(OBJECTIVE): Count the lines in the items below that contain the string "cabinet" and give only that number.

### DATA TO USE

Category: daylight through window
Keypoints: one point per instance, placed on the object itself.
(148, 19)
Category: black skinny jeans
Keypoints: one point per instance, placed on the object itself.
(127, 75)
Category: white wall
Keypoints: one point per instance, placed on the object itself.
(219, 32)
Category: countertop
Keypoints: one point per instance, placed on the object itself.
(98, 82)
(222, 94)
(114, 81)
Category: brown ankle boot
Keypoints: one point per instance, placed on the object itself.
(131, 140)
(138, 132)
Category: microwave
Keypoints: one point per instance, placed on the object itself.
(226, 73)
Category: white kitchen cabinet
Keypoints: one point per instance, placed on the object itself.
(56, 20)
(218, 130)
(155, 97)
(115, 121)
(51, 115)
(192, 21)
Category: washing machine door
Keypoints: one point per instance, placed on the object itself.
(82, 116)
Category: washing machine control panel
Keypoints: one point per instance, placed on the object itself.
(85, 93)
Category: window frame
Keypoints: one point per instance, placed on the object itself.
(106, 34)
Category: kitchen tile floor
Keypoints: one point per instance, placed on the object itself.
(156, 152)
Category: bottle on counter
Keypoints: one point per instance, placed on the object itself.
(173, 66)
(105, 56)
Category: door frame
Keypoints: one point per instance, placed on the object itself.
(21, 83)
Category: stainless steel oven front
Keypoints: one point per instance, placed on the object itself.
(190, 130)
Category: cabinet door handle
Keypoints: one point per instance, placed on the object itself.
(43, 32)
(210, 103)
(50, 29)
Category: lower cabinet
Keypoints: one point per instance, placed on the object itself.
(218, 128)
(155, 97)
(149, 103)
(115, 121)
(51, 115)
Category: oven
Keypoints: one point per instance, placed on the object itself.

######
### DATA TO USE

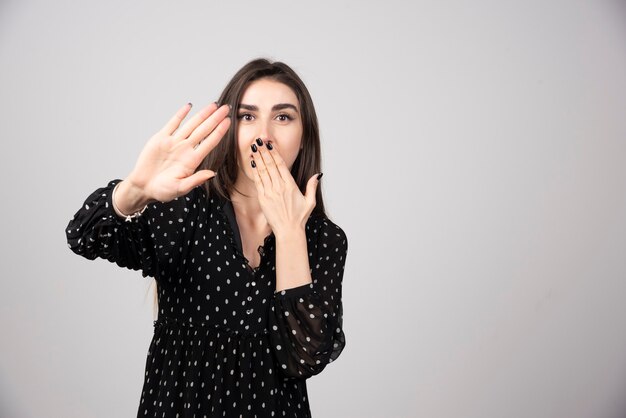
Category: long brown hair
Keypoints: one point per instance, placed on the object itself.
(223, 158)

######
### DATA TO USE

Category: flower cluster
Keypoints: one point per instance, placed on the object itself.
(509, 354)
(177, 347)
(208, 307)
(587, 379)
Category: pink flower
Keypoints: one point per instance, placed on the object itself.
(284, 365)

######

(SOLUTION FOR THIS TASK): 3